Goal: Identify every line of the material below that contains the string "baseboard", treating uppercase and lowercase letters as different, and copy each of those lines.

Image boundary annotation data:
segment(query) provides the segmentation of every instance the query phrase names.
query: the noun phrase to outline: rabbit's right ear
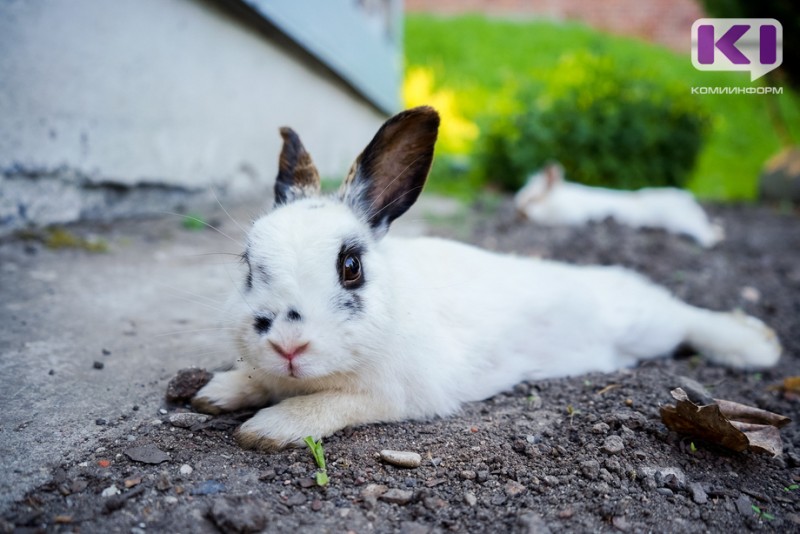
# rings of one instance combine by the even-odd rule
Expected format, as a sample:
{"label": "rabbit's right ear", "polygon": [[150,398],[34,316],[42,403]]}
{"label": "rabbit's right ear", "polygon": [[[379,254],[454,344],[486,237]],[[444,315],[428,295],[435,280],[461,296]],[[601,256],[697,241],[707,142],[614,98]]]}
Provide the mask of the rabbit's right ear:
{"label": "rabbit's right ear", "polygon": [[281,128],[283,149],[275,178],[275,205],[319,195],[319,172],[300,137],[291,128]]}
{"label": "rabbit's right ear", "polygon": [[544,192],[547,194],[564,181],[564,167],[558,163],[551,163],[544,168],[544,177],[546,184]]}
{"label": "rabbit's right ear", "polygon": [[433,162],[439,114],[422,106],[381,126],[356,159],[340,195],[381,237],[419,197]]}

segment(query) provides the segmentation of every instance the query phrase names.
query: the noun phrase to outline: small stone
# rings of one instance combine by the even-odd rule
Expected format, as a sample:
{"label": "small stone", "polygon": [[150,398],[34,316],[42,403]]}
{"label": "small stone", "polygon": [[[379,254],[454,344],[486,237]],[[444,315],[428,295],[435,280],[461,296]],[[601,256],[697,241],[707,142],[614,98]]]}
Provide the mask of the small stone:
{"label": "small stone", "polygon": [[217,499],[208,516],[222,532],[261,532],[267,526],[264,503],[249,496]]}
{"label": "small stone", "polygon": [[475,471],[472,471],[470,469],[466,469],[464,471],[461,471],[458,474],[458,476],[460,476],[463,480],[475,480],[475,477],[477,476],[477,474],[475,473]]}
{"label": "small stone", "polygon": [[751,286],[744,286],[740,294],[744,300],[754,304],[761,300],[761,292]]}
{"label": "small stone", "polygon": [[553,475],[547,475],[544,477],[544,483],[548,486],[558,486],[559,480],[558,477],[554,477]]}
{"label": "small stone", "polygon": [[380,499],[384,502],[399,504],[401,506],[410,503],[411,499],[413,498],[414,498],[413,491],[401,490],[397,488],[386,490],[386,493],[380,496]]}
{"label": "small stone", "polygon": [[169,460],[169,454],[153,444],[131,447],[125,450],[125,455],[134,462],[143,464],[160,464]]}
{"label": "small stone", "polygon": [[608,434],[609,430],[611,430],[611,427],[606,423],[597,423],[592,427],[592,432],[594,434]]}
{"label": "small stone", "polygon": [[381,451],[381,460],[388,464],[408,469],[419,467],[422,463],[422,457],[416,452],[392,451],[388,449]]}
{"label": "small stone", "polygon": [[550,534],[552,532],[542,516],[535,512],[521,514],[517,518],[517,524],[521,527],[519,531],[526,534]]}
{"label": "small stone", "polygon": [[114,485],[107,487],[100,494],[101,497],[113,497],[114,495],[119,495],[119,488]]}
{"label": "small stone", "polygon": [[367,484],[367,487],[361,490],[361,497],[363,499],[377,499],[389,489],[383,484]]}
{"label": "small stone", "polygon": [[516,480],[509,480],[503,489],[505,490],[506,495],[508,495],[509,497],[516,497],[517,495],[525,493],[528,488],[526,488]]}
{"label": "small stone", "polygon": [[501,505],[505,504],[507,500],[508,500],[508,497],[506,497],[502,493],[498,493],[494,497],[492,497],[492,500],[489,501],[489,502],[491,502],[493,506],[501,506]]}
{"label": "small stone", "polygon": [[213,376],[205,369],[181,369],[167,384],[167,402],[180,403],[191,400]]}
{"label": "small stone", "polygon": [[563,510],[559,510],[557,515],[559,519],[569,519],[575,515],[575,510],[572,508],[564,508]]}
{"label": "small stone", "polygon": [[286,506],[302,506],[306,503],[306,496],[299,491],[286,499]]}
{"label": "small stone", "polygon": [[750,500],[750,497],[747,495],[740,495],[739,498],[736,499],[736,511],[746,516],[753,515],[753,502]]}
{"label": "small stone", "polygon": [[216,495],[217,493],[225,493],[228,489],[225,484],[217,480],[206,480],[196,488],[192,489],[189,493],[192,495]]}
{"label": "small stone", "polygon": [[301,478],[297,481],[297,485],[303,489],[313,488],[317,485],[317,481],[313,478]]}
{"label": "small stone", "polygon": [[606,454],[619,454],[625,450],[625,443],[623,443],[622,438],[619,436],[608,436],[603,442],[603,446],[600,447],[600,450]]}
{"label": "small stone", "polygon": [[615,515],[612,517],[611,524],[614,525],[614,528],[621,532],[627,532],[631,528],[631,524],[628,523],[628,520],[621,515]]}
{"label": "small stone", "polygon": [[597,460],[586,460],[581,463],[581,473],[589,480],[594,480],[600,474],[600,462]]}
{"label": "small stone", "polygon": [[193,412],[174,413],[169,416],[170,424],[178,428],[191,428],[203,424],[209,419],[210,417],[205,414]]}
{"label": "small stone", "polygon": [[435,512],[447,507],[447,501],[440,497],[425,497],[422,499],[422,505],[428,510]]}
{"label": "small stone", "polygon": [[467,491],[464,493],[464,502],[467,503],[467,506],[475,506],[478,504],[478,498],[471,491]]}
{"label": "small stone", "polygon": [[695,504],[706,504],[708,502],[708,494],[699,482],[689,484],[689,492],[692,494],[692,500]]}

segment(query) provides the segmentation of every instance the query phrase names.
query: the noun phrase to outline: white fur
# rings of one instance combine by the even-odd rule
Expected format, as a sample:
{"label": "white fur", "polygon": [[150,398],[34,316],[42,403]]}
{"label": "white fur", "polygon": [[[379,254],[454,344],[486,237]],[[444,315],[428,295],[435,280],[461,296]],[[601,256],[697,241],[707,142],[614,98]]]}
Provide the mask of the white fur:
{"label": "white fur", "polygon": [[[385,236],[424,184],[438,123],[425,107],[387,121],[330,198],[282,130],[278,207],[248,234],[251,283],[230,312],[238,360],[193,402],[211,412],[275,403],[241,426],[243,445],[443,416],[522,380],[612,371],[684,341],[731,366],[778,360],[758,319],[689,306],[625,269]],[[615,202],[632,213],[634,201]]]}
{"label": "white fur", "polygon": [[[224,409],[290,399],[242,433],[283,446],[351,424],[447,415],[522,380],[612,371],[683,341],[734,366],[770,366],[780,355],[757,319],[691,307],[633,272],[434,238],[371,241],[364,314],[348,318],[331,311],[332,258],[353,234],[371,239],[333,200],[298,201],[253,226],[251,254],[271,267],[271,282],[239,299],[243,361],[199,396]],[[287,307],[303,321],[276,320],[266,339],[250,327],[254,311]],[[295,377],[268,340],[310,342]]]}
{"label": "white fur", "polygon": [[533,175],[516,195],[517,209],[546,225],[581,226],[608,217],[634,228],[661,228],[684,234],[704,247],[723,238],[688,191],[672,187],[619,191],[567,182],[561,168],[551,165]]}

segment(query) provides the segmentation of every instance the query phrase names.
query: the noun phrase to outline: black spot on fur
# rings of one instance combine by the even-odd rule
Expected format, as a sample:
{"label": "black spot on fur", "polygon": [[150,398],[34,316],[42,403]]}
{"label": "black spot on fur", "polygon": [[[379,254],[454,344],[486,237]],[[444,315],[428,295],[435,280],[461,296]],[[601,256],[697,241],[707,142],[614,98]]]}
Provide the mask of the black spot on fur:
{"label": "black spot on fur", "polygon": [[[336,272],[339,276],[339,283],[348,291],[362,288],[367,281],[363,259],[365,251],[366,246],[358,238],[345,239],[339,249],[339,256],[336,258]],[[360,277],[357,280],[346,280],[344,277],[343,273],[348,258],[351,261],[355,259],[358,264]]]}
{"label": "black spot on fur", "polygon": [[253,322],[253,328],[257,333],[263,336],[272,328],[272,319],[264,315],[257,315]]}
{"label": "black spot on fur", "polygon": [[253,289],[253,269],[250,267],[250,255],[246,250],[242,252],[240,260],[247,265],[247,276],[244,279],[244,285],[247,289]]}
{"label": "black spot on fur", "polygon": [[270,275],[269,271],[263,265],[256,265],[256,273],[258,274],[258,279],[264,282],[265,284],[269,283]]}

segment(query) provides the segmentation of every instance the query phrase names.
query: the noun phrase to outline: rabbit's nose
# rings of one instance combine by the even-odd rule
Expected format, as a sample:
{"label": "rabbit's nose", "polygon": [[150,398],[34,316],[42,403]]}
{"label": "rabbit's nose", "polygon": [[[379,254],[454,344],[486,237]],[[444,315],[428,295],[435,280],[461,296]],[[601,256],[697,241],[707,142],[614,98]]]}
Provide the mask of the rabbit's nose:
{"label": "rabbit's nose", "polygon": [[295,357],[301,355],[306,351],[306,349],[308,349],[308,342],[280,344],[270,341],[269,344],[272,345],[272,348],[275,349],[275,352],[289,361],[292,361]]}

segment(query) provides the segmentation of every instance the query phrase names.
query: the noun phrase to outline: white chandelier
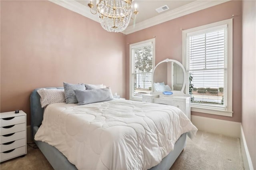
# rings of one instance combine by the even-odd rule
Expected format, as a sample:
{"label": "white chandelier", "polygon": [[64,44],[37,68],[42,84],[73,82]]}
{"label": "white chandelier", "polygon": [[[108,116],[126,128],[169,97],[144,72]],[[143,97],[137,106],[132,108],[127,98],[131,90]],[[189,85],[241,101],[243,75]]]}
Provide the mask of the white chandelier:
{"label": "white chandelier", "polygon": [[121,32],[128,26],[131,18],[135,20],[138,11],[135,4],[133,12],[135,17],[131,17],[133,0],[97,0],[96,12],[92,9],[94,5],[92,1],[88,4],[92,14],[97,13],[100,17],[100,24],[104,29],[109,32]]}

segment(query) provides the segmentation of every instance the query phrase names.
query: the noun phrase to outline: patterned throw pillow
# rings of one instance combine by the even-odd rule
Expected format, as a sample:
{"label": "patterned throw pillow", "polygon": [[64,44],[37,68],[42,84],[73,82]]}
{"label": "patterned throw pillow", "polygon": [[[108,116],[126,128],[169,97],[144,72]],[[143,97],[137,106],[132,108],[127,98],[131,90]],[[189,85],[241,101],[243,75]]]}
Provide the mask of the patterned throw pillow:
{"label": "patterned throw pillow", "polygon": [[85,90],[84,84],[70,84],[63,82],[66,103],[77,103],[78,101],[74,92],[74,89]]}
{"label": "patterned throw pillow", "polygon": [[66,101],[64,89],[41,89],[37,91],[41,97],[40,102],[42,108],[50,104]]}

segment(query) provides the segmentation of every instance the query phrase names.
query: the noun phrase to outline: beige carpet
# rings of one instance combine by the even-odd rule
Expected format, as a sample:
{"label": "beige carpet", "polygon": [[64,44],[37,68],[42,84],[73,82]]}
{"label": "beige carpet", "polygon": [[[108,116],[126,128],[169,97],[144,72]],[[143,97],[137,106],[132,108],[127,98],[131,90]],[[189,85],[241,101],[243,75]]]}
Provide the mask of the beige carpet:
{"label": "beige carpet", "polygon": [[[244,169],[239,138],[200,131],[192,140],[187,138],[171,170]],[[25,156],[2,162],[1,170],[53,169],[39,149],[27,147]]]}

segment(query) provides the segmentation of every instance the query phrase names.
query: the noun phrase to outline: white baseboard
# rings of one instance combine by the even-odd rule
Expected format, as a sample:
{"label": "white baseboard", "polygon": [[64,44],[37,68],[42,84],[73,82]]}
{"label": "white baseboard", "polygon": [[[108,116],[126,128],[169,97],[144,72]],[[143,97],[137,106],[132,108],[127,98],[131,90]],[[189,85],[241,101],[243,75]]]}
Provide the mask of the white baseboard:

The response:
query: the noun phrase to outline: white baseboard
{"label": "white baseboard", "polygon": [[64,44],[37,68],[42,84],[73,82]]}
{"label": "white baseboard", "polygon": [[[108,116],[126,128],[169,97],[144,72]],[[143,97],[137,106],[132,108],[127,98],[131,90]],[[189,85],[241,101],[243,75]]]}
Provide the mask of the white baseboard:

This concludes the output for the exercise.